• GIVEN TEXT:
BOULDER, Colo. (AP) - The city of Boulder is refusing to release copies of criminal background checks that it ran on people applying for medical marijuana business licenses — including five businesses that the city briefly shut down after principal investors or general managers were flagged by the checks.
The Camera recently requested copies of application records that would shed light on why the city rejected business licenses for High Grade Alternatives, 8th Street Care Center, Southwest Alternative Care, Timberline Herbal Clinic, Mountain Medicine Group and Fresh Baked Dispensary.
The six companies were shut down by the city earlier this month. One business had a zoning issue, while the other five had problems with background checks. The city announced last week that the five companies with background issues could stay open pending appeals.
City ordinance says that anyone with at least a 10 percent stake in a marijuana business must submit to a background check. Anyone convicted of a felony in the last five years cannot operate a medical marijuana business. The city application asks for information about felony convictions in the last 10 years, DUI convictions and any misdemeanors related to abuse of alcohol or illegal drugs.
In an email to the Camera on Thursday, city officials wrote that the “criminal background checks will not be provided for review.”
They wrote that the city is not the “custodian” of the checks it performed on applicants, that the checks are “not public records of the city” and that they’re considered criminal justice records and therefore aren’t subject to the Colorado Open Records Act.
Ashley Kissinger, who represents the Camera and is an expert on open records and open meetings laws, said the city has no grounds to legally withhold the background checks.
“We don’t agree with the city’s denial because the records are subject to public disclosure,” she said.
Kissinger rejected the city’s claim that it can withhold the background checks because it is not the records custodian. While the city may not have generated the background reports, she said, it now has possession of them and has included the documents as part of a business licensing process.
She also dismissed the idea that the background checks can be withheld as protected criminal justice records.
“Records of adult arrests and convictions are always open to the public, and the city does not have discretion to withhold them,” Kissinger said.
Sarah Huntley, a city spokeswoman, defended the city’s position.
She said the city received the background reports from the Colorado Bureau of Investigation “for an express and limited governmental purpose,” and it would be “a violation of law for the city to release them any more broadly than is required for that purpose.”

• PROBLEM TO SOLVE:
Condense the article's paragraph that begins "City ordinance says" into a short bulleted list that keeps its main facts.

• DATA PROVIDED:
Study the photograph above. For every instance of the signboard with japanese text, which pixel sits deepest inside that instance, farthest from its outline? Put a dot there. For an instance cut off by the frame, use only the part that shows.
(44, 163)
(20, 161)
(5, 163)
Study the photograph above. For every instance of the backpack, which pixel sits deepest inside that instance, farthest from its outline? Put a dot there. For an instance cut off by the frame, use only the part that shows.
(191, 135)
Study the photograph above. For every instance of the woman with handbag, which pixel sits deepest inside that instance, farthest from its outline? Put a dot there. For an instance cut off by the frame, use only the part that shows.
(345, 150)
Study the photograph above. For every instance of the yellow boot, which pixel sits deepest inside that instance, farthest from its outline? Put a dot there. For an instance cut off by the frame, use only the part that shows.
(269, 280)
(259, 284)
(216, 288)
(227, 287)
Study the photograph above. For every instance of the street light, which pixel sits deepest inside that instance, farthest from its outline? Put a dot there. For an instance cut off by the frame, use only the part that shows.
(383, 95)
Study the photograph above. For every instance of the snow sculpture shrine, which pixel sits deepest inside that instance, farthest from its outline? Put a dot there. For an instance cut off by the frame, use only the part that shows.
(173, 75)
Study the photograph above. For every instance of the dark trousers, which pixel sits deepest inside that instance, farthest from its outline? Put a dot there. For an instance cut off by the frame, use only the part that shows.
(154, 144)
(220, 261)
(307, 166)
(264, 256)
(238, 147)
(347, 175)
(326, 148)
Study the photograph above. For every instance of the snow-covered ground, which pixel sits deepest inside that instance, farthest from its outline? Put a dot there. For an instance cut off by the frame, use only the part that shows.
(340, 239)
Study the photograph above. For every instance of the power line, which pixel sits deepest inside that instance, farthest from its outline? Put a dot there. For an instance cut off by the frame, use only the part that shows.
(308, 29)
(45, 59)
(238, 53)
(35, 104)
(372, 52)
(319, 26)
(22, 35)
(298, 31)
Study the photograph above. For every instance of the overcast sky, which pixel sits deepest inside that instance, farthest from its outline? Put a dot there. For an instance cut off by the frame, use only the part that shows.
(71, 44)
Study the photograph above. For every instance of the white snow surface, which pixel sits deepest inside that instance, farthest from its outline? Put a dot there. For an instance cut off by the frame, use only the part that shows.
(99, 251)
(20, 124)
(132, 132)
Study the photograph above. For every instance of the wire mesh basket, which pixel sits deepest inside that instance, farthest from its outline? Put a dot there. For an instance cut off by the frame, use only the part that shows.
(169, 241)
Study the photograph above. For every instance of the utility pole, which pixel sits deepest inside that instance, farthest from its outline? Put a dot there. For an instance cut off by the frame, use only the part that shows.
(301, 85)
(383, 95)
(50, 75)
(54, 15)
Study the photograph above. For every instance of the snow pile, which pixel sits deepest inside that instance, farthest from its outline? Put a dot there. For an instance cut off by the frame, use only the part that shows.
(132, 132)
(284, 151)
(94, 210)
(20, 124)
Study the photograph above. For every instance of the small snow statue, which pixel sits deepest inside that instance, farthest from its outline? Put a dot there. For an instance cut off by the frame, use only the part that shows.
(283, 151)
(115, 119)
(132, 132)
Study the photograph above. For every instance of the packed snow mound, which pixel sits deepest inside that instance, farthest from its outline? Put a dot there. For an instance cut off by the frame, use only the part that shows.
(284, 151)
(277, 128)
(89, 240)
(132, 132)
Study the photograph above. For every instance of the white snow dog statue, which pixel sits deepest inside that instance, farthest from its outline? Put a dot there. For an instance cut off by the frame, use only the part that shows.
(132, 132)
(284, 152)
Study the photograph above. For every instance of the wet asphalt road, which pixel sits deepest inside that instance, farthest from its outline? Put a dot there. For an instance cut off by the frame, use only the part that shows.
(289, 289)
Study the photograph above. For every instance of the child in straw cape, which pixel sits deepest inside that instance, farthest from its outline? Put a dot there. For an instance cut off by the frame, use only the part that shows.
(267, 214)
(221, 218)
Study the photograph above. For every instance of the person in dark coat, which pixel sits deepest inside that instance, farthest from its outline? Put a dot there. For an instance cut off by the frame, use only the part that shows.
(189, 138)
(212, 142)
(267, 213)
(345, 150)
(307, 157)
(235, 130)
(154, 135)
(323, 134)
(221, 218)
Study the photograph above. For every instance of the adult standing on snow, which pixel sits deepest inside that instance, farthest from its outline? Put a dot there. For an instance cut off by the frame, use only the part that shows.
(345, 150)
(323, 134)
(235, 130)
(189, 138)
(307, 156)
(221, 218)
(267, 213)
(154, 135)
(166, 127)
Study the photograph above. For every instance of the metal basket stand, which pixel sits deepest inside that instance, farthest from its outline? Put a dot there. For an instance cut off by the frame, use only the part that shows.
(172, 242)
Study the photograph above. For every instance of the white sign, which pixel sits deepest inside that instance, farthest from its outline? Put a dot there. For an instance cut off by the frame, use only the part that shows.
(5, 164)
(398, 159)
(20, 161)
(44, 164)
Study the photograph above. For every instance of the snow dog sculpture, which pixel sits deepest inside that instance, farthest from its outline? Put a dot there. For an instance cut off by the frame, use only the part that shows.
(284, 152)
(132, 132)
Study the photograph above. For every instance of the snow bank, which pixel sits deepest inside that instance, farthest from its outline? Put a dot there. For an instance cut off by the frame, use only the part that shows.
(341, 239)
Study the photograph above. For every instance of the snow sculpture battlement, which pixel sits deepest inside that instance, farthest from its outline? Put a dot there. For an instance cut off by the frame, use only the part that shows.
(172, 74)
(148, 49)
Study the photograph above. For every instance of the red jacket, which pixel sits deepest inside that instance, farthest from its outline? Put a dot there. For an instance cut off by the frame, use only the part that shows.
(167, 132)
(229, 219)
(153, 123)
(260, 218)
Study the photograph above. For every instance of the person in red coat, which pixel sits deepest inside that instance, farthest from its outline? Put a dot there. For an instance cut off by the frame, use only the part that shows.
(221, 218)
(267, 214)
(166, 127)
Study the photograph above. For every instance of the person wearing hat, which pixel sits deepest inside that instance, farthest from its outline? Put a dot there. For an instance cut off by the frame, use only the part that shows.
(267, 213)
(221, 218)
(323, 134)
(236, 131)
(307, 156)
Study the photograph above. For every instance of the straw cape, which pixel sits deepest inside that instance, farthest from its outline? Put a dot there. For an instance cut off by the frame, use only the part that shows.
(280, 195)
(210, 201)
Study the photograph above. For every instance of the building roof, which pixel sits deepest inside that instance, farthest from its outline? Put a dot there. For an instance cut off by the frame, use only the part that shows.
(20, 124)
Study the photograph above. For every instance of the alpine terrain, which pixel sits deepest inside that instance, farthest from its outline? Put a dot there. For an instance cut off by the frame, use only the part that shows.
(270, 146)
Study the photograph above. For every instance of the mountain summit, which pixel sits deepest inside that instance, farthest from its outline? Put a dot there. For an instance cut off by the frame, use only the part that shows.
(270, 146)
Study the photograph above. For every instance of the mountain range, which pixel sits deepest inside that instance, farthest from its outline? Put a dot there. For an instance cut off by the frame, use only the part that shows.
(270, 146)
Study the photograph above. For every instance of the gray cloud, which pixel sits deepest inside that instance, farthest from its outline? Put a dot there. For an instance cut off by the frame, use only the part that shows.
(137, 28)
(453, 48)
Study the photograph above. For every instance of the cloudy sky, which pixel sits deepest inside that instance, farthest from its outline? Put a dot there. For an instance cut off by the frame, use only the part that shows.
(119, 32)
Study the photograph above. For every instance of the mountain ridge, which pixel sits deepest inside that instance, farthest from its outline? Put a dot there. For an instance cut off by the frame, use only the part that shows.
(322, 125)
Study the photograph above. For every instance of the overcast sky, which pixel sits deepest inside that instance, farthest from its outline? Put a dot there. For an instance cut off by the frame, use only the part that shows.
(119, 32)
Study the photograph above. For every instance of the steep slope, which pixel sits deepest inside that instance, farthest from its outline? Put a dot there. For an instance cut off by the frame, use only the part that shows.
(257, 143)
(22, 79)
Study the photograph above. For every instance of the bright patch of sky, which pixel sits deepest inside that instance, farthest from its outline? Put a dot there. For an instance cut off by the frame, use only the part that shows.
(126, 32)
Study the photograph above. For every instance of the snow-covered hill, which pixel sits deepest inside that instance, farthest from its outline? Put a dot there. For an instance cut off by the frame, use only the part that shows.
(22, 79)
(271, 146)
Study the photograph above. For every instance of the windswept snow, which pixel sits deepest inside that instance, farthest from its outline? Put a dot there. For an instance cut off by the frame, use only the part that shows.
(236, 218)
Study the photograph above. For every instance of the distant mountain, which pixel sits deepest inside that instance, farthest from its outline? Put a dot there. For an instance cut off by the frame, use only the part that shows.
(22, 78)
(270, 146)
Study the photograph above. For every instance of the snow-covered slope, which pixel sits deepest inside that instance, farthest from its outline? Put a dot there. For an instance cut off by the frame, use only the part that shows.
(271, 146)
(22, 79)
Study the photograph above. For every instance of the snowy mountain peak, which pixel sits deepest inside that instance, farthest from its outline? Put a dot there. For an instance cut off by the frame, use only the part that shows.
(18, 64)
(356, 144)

• SOLUTION TO THIS TASK:
- Anyone with a stake of at least 10 percent in a marijuana business must submit to a background check.
- Anyone convicted of a felony in the last five years cannot operate a medical marijuana business.
- The city application asks about felony convictions in the last 10 years, DUI convictions, and misdemeanors related to abuse of alcohol or illegal drugs.